Emit the line that holds "the bride's face." and all lines following it through the end of the data, verbatim, and nothing else.

Point labeling examples:

####

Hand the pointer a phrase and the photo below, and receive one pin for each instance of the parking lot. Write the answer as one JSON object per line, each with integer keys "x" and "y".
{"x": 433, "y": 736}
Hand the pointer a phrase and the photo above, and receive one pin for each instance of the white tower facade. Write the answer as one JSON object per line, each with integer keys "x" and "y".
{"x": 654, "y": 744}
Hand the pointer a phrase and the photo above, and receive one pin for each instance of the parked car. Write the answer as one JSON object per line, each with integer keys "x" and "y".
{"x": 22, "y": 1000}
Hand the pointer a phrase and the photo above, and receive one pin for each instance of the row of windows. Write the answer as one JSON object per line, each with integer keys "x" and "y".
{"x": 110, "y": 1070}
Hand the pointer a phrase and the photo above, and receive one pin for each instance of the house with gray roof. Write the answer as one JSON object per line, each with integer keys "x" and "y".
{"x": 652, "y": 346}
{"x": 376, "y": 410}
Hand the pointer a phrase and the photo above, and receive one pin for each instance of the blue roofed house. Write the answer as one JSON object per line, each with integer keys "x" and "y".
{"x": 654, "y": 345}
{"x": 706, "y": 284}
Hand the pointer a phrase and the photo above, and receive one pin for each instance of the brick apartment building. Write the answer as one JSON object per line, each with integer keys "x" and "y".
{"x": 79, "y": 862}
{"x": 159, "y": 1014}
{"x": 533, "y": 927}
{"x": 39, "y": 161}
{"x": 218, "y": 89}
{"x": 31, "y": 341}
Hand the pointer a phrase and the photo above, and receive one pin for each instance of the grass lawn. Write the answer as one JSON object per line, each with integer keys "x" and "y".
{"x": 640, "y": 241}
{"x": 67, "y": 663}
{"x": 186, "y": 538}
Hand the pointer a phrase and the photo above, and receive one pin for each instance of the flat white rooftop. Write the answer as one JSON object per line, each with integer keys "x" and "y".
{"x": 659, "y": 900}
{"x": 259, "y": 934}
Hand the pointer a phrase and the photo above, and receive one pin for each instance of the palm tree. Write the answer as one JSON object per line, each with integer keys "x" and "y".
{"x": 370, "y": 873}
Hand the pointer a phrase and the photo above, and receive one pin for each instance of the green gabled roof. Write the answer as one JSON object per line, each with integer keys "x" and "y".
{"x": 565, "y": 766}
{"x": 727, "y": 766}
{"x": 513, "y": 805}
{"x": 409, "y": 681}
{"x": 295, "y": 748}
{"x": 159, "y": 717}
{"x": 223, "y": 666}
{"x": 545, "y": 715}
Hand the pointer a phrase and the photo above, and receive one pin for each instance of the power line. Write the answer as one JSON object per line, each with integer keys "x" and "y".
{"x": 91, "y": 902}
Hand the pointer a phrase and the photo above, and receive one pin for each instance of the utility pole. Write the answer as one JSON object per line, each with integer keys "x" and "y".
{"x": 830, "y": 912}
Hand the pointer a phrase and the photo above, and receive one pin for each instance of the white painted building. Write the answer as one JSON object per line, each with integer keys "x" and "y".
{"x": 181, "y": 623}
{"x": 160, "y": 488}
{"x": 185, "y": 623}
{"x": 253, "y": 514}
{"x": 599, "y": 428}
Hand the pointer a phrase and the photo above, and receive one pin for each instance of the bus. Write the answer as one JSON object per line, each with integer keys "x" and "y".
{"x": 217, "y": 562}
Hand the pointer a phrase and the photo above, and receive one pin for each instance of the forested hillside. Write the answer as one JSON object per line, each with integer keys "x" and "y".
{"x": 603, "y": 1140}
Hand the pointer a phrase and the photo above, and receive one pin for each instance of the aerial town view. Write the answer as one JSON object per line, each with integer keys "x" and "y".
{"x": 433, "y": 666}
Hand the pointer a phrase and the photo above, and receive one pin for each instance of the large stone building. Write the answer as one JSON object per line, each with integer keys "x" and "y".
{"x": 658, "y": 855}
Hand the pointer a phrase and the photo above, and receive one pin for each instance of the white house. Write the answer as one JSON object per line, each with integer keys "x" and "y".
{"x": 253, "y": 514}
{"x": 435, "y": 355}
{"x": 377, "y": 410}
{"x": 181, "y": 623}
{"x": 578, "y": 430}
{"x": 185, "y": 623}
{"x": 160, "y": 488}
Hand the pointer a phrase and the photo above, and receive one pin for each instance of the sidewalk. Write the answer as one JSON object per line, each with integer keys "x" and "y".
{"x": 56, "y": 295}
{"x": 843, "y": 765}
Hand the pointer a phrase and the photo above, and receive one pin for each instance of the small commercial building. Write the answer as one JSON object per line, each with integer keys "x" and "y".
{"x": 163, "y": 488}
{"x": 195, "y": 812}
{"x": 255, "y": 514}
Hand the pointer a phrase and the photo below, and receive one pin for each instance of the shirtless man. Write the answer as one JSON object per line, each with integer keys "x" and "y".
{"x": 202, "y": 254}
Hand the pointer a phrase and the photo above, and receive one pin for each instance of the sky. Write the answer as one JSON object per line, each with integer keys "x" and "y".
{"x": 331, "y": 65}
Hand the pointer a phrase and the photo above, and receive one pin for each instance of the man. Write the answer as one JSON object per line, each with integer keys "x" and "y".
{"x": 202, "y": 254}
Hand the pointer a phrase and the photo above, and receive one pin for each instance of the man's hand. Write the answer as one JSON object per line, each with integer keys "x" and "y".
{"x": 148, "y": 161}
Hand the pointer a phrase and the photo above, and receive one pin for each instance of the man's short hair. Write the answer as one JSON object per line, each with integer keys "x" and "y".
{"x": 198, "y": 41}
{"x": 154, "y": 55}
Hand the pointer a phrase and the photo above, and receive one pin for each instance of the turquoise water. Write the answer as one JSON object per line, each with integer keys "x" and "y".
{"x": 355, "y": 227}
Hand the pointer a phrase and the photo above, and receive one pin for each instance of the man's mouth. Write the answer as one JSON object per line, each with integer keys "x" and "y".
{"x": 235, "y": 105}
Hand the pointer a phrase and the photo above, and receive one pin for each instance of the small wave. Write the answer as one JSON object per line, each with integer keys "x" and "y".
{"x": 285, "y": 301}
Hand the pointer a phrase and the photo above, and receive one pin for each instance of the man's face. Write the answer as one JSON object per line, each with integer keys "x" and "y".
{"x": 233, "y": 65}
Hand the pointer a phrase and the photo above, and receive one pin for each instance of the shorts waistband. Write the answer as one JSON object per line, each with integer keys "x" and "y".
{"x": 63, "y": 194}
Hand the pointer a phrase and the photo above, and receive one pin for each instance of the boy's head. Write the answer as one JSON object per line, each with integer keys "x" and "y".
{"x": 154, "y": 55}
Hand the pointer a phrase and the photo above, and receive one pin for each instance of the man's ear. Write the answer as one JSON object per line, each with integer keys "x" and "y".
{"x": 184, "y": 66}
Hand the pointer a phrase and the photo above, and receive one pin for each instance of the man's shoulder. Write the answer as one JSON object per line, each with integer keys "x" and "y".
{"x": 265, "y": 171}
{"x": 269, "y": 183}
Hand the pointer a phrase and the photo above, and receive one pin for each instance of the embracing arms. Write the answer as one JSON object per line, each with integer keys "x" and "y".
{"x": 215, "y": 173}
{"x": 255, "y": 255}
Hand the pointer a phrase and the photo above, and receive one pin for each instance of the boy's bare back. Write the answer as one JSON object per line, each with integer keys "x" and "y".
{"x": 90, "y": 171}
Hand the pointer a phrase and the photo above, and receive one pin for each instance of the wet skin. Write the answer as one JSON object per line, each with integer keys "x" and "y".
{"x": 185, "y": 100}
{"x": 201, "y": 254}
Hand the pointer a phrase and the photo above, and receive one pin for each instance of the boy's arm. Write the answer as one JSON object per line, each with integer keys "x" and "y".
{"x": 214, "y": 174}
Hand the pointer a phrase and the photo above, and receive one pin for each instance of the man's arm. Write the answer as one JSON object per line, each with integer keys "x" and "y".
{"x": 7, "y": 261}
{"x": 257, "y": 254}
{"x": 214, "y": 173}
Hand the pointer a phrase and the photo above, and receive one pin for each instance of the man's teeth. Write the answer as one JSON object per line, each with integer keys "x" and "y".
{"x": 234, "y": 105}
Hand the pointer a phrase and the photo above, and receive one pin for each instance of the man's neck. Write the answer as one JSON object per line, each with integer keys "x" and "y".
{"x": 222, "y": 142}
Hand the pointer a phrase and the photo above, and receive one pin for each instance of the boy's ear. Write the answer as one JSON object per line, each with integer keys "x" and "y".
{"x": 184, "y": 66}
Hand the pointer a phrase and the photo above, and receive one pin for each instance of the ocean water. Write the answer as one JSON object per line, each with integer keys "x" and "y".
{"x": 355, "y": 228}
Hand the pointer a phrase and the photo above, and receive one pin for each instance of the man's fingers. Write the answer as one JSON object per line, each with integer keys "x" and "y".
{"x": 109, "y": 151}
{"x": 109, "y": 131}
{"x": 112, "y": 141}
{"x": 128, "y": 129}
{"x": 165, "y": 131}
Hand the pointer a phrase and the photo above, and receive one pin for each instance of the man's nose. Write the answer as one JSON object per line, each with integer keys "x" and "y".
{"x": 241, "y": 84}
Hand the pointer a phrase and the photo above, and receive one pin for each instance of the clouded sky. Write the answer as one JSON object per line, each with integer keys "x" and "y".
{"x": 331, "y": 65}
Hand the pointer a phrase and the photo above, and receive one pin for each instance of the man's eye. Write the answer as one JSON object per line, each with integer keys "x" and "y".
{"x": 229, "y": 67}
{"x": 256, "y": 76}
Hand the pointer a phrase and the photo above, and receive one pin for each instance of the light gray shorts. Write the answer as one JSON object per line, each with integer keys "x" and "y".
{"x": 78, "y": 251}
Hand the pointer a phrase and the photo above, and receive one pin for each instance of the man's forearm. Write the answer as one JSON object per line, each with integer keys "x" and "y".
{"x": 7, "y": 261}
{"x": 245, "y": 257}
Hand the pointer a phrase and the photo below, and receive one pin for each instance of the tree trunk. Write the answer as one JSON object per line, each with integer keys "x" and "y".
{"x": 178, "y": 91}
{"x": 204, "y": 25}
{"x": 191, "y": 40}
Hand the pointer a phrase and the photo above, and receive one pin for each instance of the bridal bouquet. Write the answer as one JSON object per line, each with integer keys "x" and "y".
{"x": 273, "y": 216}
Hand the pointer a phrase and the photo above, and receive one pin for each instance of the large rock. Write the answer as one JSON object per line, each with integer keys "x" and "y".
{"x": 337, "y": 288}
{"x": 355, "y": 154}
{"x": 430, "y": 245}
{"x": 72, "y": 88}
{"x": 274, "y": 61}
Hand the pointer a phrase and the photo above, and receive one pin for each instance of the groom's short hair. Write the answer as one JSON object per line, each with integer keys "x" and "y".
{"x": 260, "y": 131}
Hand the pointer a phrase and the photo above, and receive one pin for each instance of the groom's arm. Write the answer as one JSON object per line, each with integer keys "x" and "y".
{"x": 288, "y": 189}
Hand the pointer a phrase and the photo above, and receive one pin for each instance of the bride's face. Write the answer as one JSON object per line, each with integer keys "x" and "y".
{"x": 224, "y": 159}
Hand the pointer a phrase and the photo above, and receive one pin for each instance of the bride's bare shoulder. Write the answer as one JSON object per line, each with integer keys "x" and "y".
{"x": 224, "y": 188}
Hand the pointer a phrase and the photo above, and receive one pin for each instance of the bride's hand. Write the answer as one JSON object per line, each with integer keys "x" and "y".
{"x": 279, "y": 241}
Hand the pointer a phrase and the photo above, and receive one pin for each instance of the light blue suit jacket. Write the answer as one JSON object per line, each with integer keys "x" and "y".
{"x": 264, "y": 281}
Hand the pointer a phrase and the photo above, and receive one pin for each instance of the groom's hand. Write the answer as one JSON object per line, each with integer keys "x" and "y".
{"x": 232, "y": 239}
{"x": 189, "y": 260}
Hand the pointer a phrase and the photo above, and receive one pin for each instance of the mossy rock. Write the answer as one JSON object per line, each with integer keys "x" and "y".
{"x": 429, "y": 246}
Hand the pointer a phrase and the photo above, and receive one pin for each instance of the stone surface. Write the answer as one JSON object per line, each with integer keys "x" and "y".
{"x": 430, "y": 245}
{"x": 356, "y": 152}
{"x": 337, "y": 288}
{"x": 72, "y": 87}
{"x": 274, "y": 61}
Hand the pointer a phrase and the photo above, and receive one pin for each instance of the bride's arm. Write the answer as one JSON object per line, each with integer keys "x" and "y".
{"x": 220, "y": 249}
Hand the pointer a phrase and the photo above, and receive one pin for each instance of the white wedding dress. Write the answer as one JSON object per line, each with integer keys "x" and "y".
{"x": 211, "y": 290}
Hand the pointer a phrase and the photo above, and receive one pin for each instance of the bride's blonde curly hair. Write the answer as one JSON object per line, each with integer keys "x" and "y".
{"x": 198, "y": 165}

####

- The solution -
Hand the pointer a phrase and the photo above, and receive one pin for each instance of the bride's face. Write the answer as one JSON object per line, each with integer keys "x" and "y".
{"x": 224, "y": 159}
Hand the pointer a phrase and the photo above, and receive one pin for each instance of the bride's bare shoulder. Write the answer as one JSON object per line, each with integer keys "x" and "y".
{"x": 224, "y": 188}
Hand the pointer a phrase and the photo above, and receive one pin for each instance of the bride's hand. Write the answer as one JSON object per line, each with integer keys "x" and "y".
{"x": 279, "y": 241}
Hand the pointer a phrase and the photo above, and receive one pin for each instance of the light blue suit jacket. Write the answer as one JSON object per line, each with integer keys "x" and "y".
{"x": 264, "y": 281}
Hand the pointer a phrase and the photo above, and receive one pin for each instance of the groom's hand. Write the answer as one JSON object per line, each with integer keys "x" and "y".
{"x": 232, "y": 239}
{"x": 189, "y": 260}
Hand the pointer a phrase and the photo above, and receive one pin for each instance of the mossy rock. Write the answer as one JSON object per line, each with integer keys "x" and "y".
{"x": 429, "y": 246}
Hand the pointer a phrase and the photo above, and receive one pin for each instance of the stone surface. Write the answer as one JSON object per line, each with integer keys "x" and "y".
{"x": 430, "y": 245}
{"x": 356, "y": 152}
{"x": 337, "y": 288}
{"x": 72, "y": 87}
{"x": 274, "y": 61}
Hand the pointer a phrase and the photo above, and receive one pin for each instance of the bride's arm. Write the answer as one JSON object per line, each with integer keys "x" and "y".
{"x": 220, "y": 249}
Hand the pointer a phrase and the photo above, and receive one pin for each instance of the white wedding dress. Write the answer as one JSON object per line, each with integer keys "x" and "y".
{"x": 211, "y": 290}
Hand the pointer a phrase and the photo above, and receive one pin for each instance of the bride's blonde curly hair. Write the answer as one JSON object per line, each with integer keys "x" and "y".
{"x": 198, "y": 165}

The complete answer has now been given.